- **Quoted passage**:

More recently international publishing groups have entered the Brazilian market; Prisa-Santillana has purchased many local publishing houses and opened others as subsidiaries (Planeta, SM, Alfaguara, Moderna, Objetiva). The same process occurred at the level of publishing groups e.g. Grupo Editorial Record, the owner of José Olympio, Civilização Brasileira, Bertrand, Best-Seller and others.

It is important to be aware of vital differences among these publishing houses. A dividing line exists between those houses more associated with literary quality and those that are seen as openly focused on market results. This is an important matter because it affects the reception of books: the same author, published either by Companhia das Letras or by Record, for example, will receive completely different treatment by the press, and this may have considerable impact in the success (or failure) of a title published in Brazil.

In everything that concerns intellectual and literary prestige in Brazil, Companhia das Letras is crucial. While it is not the biggest fiction house in the country, it is the one that has found a judicious balance between healthy sales and editorial respectability. Name a prestigious contemporary writer and his Brazilian publishing house will probably be Companhia das Letras: Philip Roth, Ian McEwan, Martin Amis, Salman Rushdie, J. M. Coetzee, Don DeLillo, Paul Auster, Doris Lessing, José Saramago and Cees Nooteboom. It’s the Brazilian house that has the closest connection to the Wylie Agency, the American literary agency owned by Andrew Wylie that represents some of the most prestigious fiction authors in the world.

The same is true for Brazilian names. Authors such as Raduan Nassar, Bernardo Carvalho and Milton Hatoum, all around fifty years old and regarded by critics as among the best to appear in Brazil in recent years, are in the Companhia stable. And, in a recent development, Companhia has started publishing Brazilian contemporary classics, such as Jorge Amado, Erico Verissimo and Lygia Fagundes Telles.

Companhia was founded in 1987 and it blazed significant transformations in the editorial market in Brazil. It was highly aggressive in its marketing and PR, yet was able to establish a reputation of an enterprise preoccupied with the artistic quality of its books. If you add excellent relations with significant academics in the university, influential members of the press and the financial markets (Companhia is partly owned by a family of bankers), then you see the secret behind the excellent reputation in Brazil of this particular publishing house. Even though some of the books it publishes have very good sales, Companhia das Letras is almost never seen as a publisher of best-sellers.

Another important Brazilian publisher is Cosac Naify, which like Companhia is based in São Paulo. Cosac Naify was founded in 1997, initially focussed only on the fine arts. Now it publishes literary authors, mainly classics such as Melville, Flaubert, Tolstoy, Henry James, Gorky. Though much smaller than Companhia, the quality of its editions, particularly the graphic work, has attracted a great deal of attention. While its sales figures are modest Cosac Naify retains a high level of artistic prestige and integrity, and is generally the only publisher of its size to receive regular coverage in the press.

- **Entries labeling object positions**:
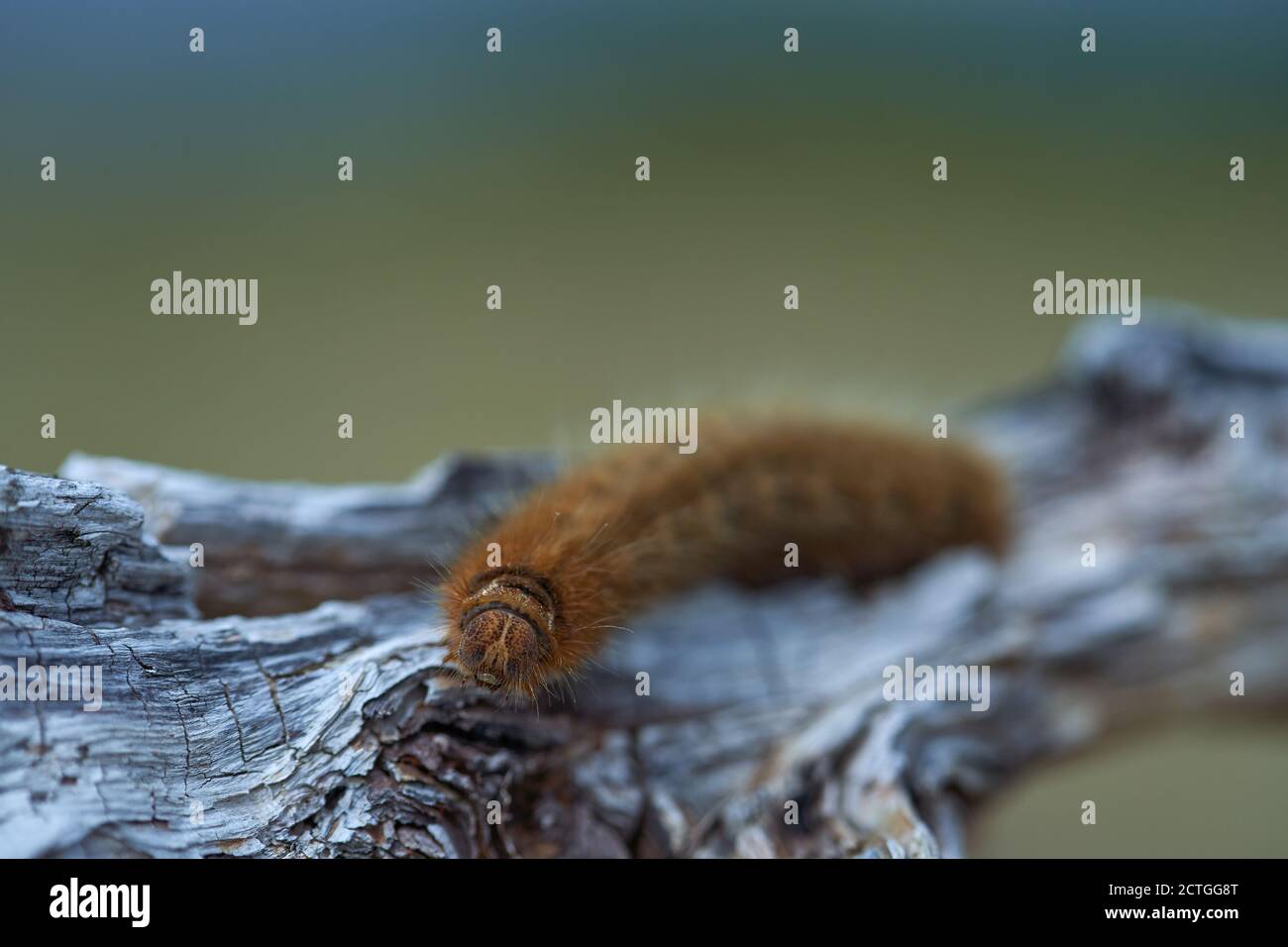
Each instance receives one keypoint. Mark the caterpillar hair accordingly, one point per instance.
(531, 600)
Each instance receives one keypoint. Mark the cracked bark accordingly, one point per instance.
(330, 732)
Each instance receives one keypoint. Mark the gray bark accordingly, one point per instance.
(333, 732)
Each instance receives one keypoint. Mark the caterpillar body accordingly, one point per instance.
(587, 551)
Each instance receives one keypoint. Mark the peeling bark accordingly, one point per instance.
(333, 732)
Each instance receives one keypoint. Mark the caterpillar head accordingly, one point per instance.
(503, 631)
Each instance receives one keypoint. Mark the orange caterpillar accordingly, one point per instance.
(587, 551)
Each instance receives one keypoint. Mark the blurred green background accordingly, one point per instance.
(518, 169)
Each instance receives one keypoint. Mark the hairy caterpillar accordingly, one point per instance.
(584, 552)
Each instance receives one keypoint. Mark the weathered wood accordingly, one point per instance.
(331, 732)
(76, 552)
(274, 548)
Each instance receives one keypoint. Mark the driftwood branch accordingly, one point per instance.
(329, 732)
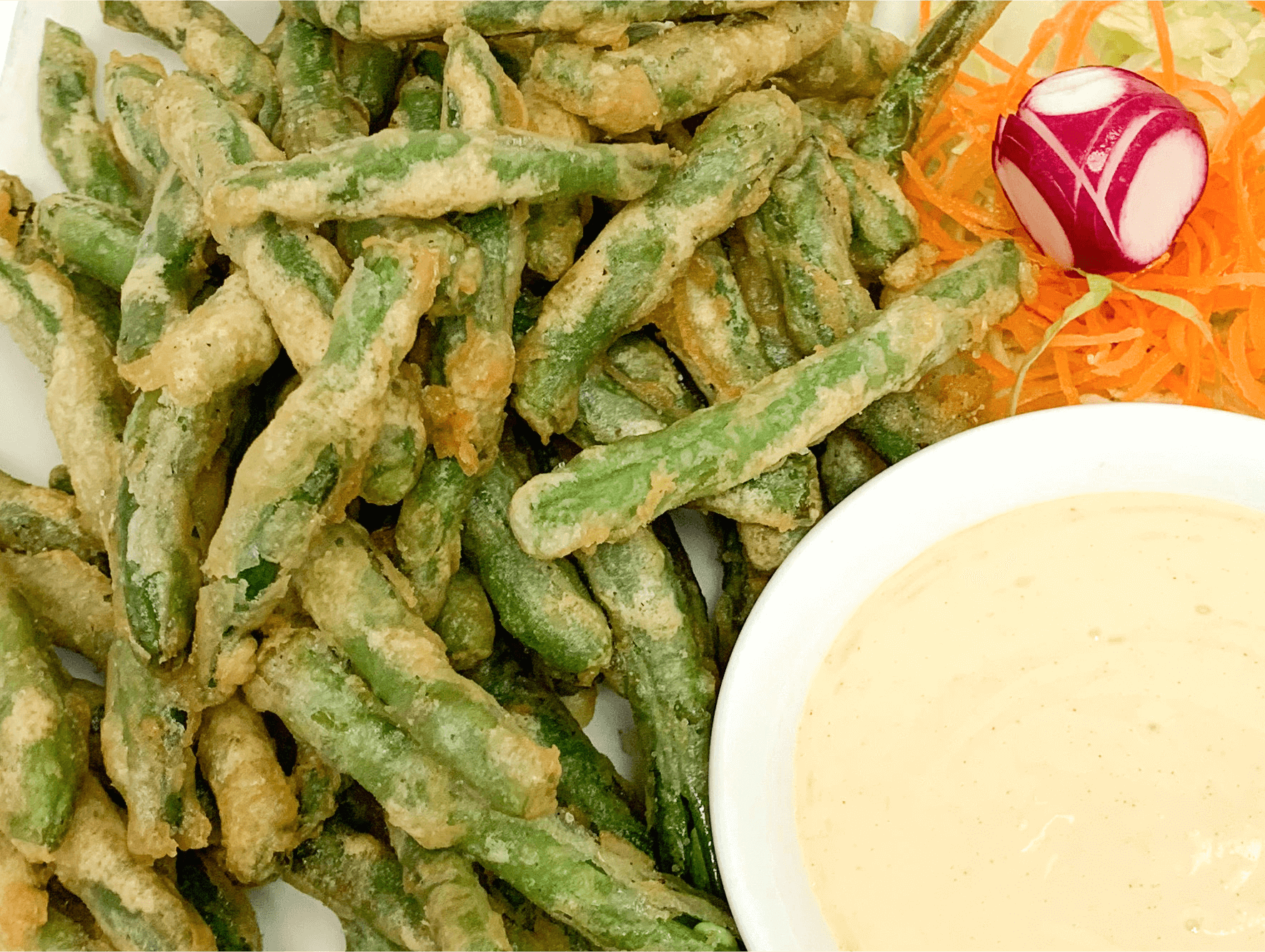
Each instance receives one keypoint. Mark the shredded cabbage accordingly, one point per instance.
(1221, 42)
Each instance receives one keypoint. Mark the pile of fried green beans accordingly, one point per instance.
(379, 353)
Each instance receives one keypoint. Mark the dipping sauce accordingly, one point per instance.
(1048, 733)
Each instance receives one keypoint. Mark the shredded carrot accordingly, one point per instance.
(1128, 348)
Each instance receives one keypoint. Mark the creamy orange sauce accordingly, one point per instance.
(1048, 731)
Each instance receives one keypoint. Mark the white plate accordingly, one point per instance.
(874, 532)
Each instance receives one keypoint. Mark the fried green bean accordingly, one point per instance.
(258, 810)
(169, 268)
(855, 62)
(147, 738)
(294, 272)
(42, 756)
(134, 904)
(630, 266)
(400, 449)
(131, 90)
(430, 174)
(805, 232)
(223, 343)
(80, 147)
(26, 901)
(466, 623)
(382, 19)
(588, 788)
(344, 588)
(166, 448)
(420, 105)
(210, 44)
(915, 89)
(542, 603)
(710, 329)
(89, 235)
(685, 70)
(307, 462)
(315, 109)
(86, 404)
(660, 667)
(358, 876)
(948, 401)
(222, 904)
(607, 492)
(847, 465)
(607, 891)
(369, 74)
(429, 530)
(69, 598)
(36, 520)
(461, 916)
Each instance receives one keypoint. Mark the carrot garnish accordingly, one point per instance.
(1191, 328)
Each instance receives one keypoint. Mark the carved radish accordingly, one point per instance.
(1102, 167)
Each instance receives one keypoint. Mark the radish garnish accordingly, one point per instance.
(1102, 167)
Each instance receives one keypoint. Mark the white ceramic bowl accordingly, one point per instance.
(874, 532)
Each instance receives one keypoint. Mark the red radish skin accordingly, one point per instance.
(1102, 167)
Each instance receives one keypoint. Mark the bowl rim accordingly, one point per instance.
(987, 470)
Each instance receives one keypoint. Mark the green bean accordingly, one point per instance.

- **Written tasks**:
**a.** Decide whether each statement agrees with the passage on Brazilian publishing houses, answering yes or no and quoting the deciding words: (i) Companhia das Letras was founded in 1987; (ii) Companhia das Letras is the biggest fiction house in Brazil; (iii) Cosac Naify at first focused only on the fine arts.
**b.** Carry on the passage on Brazilian publishing houses from its final sentence.
The records have no connection to the text about Brazilian publishing houses.

- **Expected results**:
**a.**
(i) Yes: "Companhia was founded in 1987"
(ii) No: "it is not the biggest fiction house in the country"
(iii) Yes: "Cosac Naify was founded in 1997, initially focussed only on the fine arts."

**b.**
On the other side of the line one finds the bigger houses, mostly located in Rio de Janeiro. All of them seek to publish prestigious literary authors, but in every case where there is tension between literary quality and sales figures they will inevitably lean towards sales. Objetiva is a good example. It became famous in the early 1990s trying to find a balance between literary authors and high sales statistics. It was initially successful at sustaining such a balance, but, as major international groups arrived in Brazil, it was bought out by Santillana, one of the biggest Spanish communication groups. Nowadays, it owns Alfaguara, which follows a similar line as elsewhere in the world and is the imprint through which literary authors are published.

A similar situation is faced by the big Spanish group Planeta which arrived in Brazil in 2002 in an attempt to establish an image of literary quality. First Planeta hired a team of highly qualified editors and tried to attract authors from Companhia das Letras but the company quickly abandoned this strategy to invest directly in best-sellers instead, thus resembling other major groups. The company plans to launch the imprint Seix Barral as a reserve for literary authors.

Record is the biggest publishing conglomerate dealing with non-didactic books in Brazil. During the 1970s Record provided an important example of editorial modernisation and the quality of its backlist was unquestioned. As it started to grow and acquire other houses, however, it ran out of cultural power. Now it is no longer driven by sophisticated values, but rather by an “eclecticism of results”. Some of the most important authors of Brazilian literature, such as Carlos Drummond de Andrade and Graciliano Ramos, are published by Record. But it produces such a flood of books — more than one title every day — that it cannot be associated with an image of high editorial care, or the judicious selection of authors.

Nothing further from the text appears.